● **Excerpt**:
──────

Andrzej Krzewniak (born November 30, 1898, in Warsaw, died February 27, 1951, in Białystok), alias Bolesław, was a Polish tram driver and trade union activist, socialist who served as mayor of Białystok from 1945 to 1948 and member of the Legislative Sejm from 1947 to 1951.

==Biography==
He was born into a working-class family. After graduating from technical school, he fought in the Polish Legions and later served in the Polish Army (including during the Polish–Soviet War). After the war, he settled in Lviv (then part of Poland), where he worked as a locksmith in a transportation plant (later as a depot manager). From 1921 to 1939, he was a member of the Polish Socialist Party and also active in the Polish Tram Workers' Trade Union.

During World War II, he was a member of the Home Army, and a member of the Polish Socialist Party – Freedom, Equality, Independence. In July 1944, he found himself in the Lublin Voivodeship, where he began collaborating with the Polish Committee of National Liberation and the re-established Polish Socialist Party, working as a party official in the Lublin, Masovian and Białystok voivodeships. From 1945 to 1947, he served on the PPS Supreme Council, during which he also headed the Provincial Committee of the PPS in Białystok.

In March 1945, he assumed the duties of Vice-Mayor of Białystok, and from June 1945 to October 1948, he served as the city's mayor. In January 1946, he was appointed a member of the State National Council by the Białystok Voivodeship National Council. In 1947, he joined the Legislative Sejm as a representative of Podlasie.

He died after a long illness and is buried at Powązki Cemetery in Warsaw.

──────

● **Problem**:
Name every voivodeship mentioned in the biography of Andrzej Krzewniak. The data that follows is separate material and has no connection to the biography of Andrzej Krzewniak.

● **Records shown**:
──────

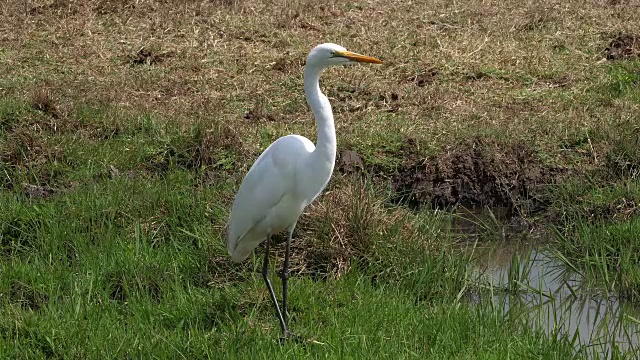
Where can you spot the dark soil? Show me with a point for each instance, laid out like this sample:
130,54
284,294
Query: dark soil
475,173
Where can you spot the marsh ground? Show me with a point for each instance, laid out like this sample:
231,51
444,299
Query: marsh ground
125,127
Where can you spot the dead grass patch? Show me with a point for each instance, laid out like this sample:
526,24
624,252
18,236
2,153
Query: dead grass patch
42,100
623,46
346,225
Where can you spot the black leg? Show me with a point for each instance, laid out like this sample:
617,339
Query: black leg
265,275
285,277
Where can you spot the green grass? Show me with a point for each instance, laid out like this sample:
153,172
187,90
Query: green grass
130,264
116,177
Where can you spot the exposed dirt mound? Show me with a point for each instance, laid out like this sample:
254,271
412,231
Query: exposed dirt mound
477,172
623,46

──────

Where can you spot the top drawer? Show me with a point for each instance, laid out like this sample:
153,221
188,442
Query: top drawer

──────

● **Answer space**:
Lublin, Masovian and Białystok.